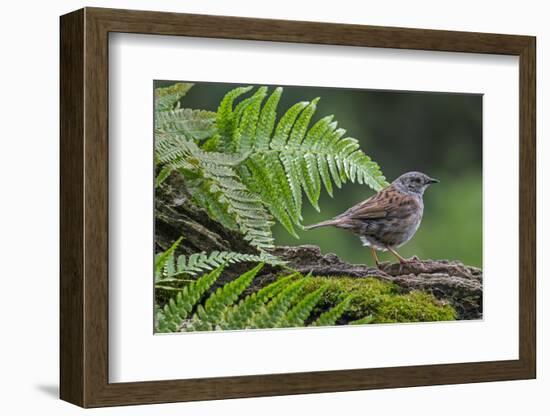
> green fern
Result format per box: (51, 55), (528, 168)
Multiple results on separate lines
(155, 263), (371, 332)
(156, 266), (223, 332)
(189, 263), (263, 331)
(252, 280), (305, 328)
(155, 82), (195, 113)
(155, 84), (387, 250)
(156, 136), (274, 251)
(155, 108), (216, 141)
(279, 287), (326, 327)
(155, 237), (284, 289)
(223, 273), (298, 329)
(312, 296), (353, 326)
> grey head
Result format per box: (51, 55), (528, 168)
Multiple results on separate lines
(392, 172), (439, 197)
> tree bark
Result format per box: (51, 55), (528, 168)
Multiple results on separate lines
(155, 175), (483, 319)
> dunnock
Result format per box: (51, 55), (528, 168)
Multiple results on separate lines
(305, 172), (439, 266)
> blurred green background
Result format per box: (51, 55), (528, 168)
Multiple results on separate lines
(155, 81), (482, 267)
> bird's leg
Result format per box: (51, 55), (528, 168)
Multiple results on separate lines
(370, 247), (380, 268)
(386, 246), (410, 264)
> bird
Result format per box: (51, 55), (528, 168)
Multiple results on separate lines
(305, 172), (439, 268)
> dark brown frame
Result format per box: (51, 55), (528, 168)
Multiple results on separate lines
(60, 8), (536, 407)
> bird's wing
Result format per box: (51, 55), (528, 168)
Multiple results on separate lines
(340, 186), (403, 220)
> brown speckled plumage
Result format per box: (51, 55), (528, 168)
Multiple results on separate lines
(307, 172), (438, 264)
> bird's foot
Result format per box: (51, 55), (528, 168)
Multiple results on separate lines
(399, 256), (420, 264)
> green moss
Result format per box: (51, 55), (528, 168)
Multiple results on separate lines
(305, 277), (456, 323)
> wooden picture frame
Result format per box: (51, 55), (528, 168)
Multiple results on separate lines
(60, 8), (536, 407)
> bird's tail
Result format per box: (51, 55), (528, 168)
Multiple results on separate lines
(304, 219), (339, 230)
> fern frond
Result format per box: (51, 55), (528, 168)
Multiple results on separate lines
(349, 315), (374, 325)
(213, 87), (387, 232)
(160, 251), (284, 281)
(156, 137), (274, 251)
(155, 108), (217, 141)
(251, 279), (305, 328)
(155, 237), (183, 280)
(155, 87), (388, 247)
(217, 87), (252, 151)
(156, 266), (223, 332)
(224, 273), (298, 329)
(155, 82), (195, 112)
(278, 286), (326, 328)
(311, 295), (353, 326)
(192, 263), (264, 329)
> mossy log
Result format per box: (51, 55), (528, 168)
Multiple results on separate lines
(155, 178), (483, 319)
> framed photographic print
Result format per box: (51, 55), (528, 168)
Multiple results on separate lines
(60, 8), (536, 407)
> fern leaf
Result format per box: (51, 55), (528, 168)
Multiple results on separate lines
(246, 155), (298, 237)
(349, 315), (374, 325)
(300, 153), (321, 212)
(155, 108), (217, 141)
(278, 286), (326, 328)
(233, 87), (267, 153)
(155, 237), (183, 280)
(311, 296), (353, 326)
(254, 87), (283, 150)
(251, 279), (305, 328)
(157, 266), (223, 332)
(216, 87), (252, 150)
(155, 82), (194, 113)
(194, 263), (263, 325)
(225, 273), (297, 329)
(270, 101), (309, 150)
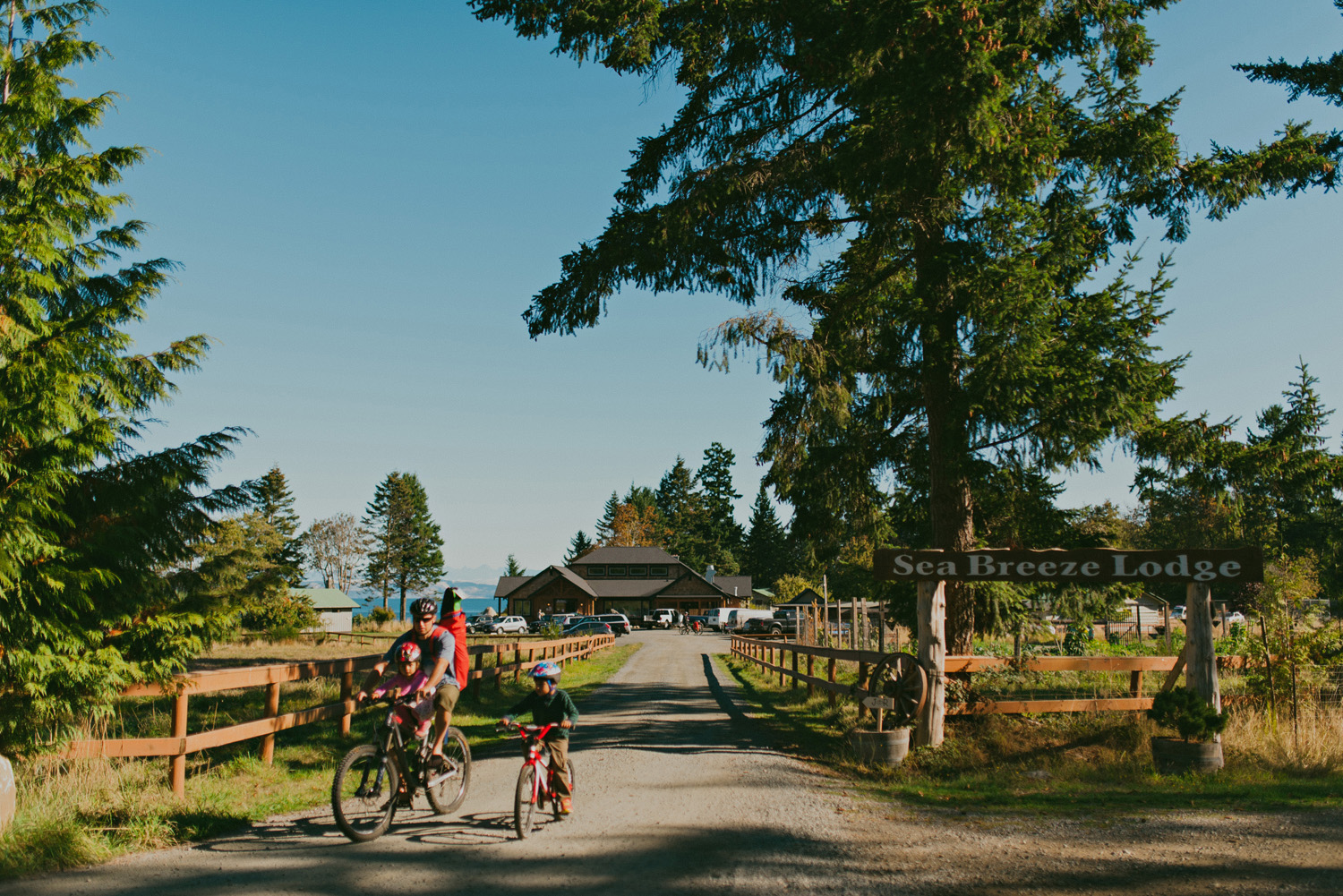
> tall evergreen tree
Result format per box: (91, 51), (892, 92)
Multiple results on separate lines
(473, 0), (1339, 652)
(654, 454), (704, 568)
(564, 529), (596, 563)
(695, 442), (744, 574)
(246, 465), (304, 587)
(744, 482), (792, 585)
(0, 0), (247, 754)
(364, 473), (443, 619)
(596, 491), (620, 544)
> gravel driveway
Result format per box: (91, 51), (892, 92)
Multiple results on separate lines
(0, 631), (1343, 896)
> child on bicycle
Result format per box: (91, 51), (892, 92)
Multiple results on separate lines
(368, 641), (434, 738)
(500, 660), (579, 815)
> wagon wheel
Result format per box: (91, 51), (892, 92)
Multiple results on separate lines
(868, 653), (928, 725)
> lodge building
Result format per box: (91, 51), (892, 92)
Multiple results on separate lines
(494, 547), (751, 620)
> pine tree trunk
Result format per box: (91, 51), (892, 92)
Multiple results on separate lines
(923, 269), (975, 654)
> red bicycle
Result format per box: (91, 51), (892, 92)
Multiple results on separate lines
(496, 721), (577, 838)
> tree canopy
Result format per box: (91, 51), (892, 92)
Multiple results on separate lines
(473, 0), (1343, 652)
(0, 0), (250, 752)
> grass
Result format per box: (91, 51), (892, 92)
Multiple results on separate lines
(717, 655), (1343, 815)
(0, 644), (639, 880)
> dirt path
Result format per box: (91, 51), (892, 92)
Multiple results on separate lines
(0, 631), (1343, 896)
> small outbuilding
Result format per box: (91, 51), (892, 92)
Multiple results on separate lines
(289, 588), (357, 631)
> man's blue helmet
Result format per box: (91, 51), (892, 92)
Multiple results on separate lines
(529, 660), (561, 682)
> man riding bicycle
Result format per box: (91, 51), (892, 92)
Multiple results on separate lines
(355, 598), (464, 762)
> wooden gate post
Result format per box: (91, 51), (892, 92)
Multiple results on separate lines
(340, 670), (355, 735)
(168, 690), (187, 799)
(261, 681), (279, 765)
(1185, 582), (1222, 712)
(915, 580), (947, 747)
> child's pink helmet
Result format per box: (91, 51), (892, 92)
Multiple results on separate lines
(529, 660), (561, 682)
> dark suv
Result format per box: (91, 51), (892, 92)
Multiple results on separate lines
(743, 610), (798, 636)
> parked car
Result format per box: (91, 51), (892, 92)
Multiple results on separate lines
(526, 612), (577, 634)
(644, 609), (676, 628)
(574, 612), (634, 638)
(743, 610), (798, 634)
(564, 619), (615, 638)
(722, 607), (774, 631)
(489, 617), (526, 634)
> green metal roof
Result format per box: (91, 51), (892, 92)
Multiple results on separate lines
(289, 588), (359, 612)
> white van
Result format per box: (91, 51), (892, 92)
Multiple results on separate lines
(704, 607), (732, 631)
(723, 607), (774, 631)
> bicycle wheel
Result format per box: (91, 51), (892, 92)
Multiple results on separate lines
(424, 728), (472, 815)
(332, 744), (400, 843)
(513, 763), (536, 840)
(551, 759), (577, 821)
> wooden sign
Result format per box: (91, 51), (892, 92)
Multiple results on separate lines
(873, 548), (1264, 585)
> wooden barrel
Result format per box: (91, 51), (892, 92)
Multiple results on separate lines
(1152, 738), (1222, 775)
(849, 728), (910, 765)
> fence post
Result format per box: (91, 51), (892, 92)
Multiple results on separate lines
(915, 582), (947, 747)
(1185, 582), (1222, 720)
(261, 681), (279, 765)
(340, 669), (355, 735)
(859, 662), (868, 719)
(168, 690), (187, 798)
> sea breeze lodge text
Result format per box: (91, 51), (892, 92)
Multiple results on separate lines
(873, 548), (1264, 583)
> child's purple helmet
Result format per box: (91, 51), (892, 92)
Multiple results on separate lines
(529, 660), (561, 682)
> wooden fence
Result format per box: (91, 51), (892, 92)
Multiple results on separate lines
(62, 634), (615, 797)
(732, 636), (1245, 717)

===

State how many lines in the items above contain the word "brown". Give only the number.

## [FINAL RESULT]
2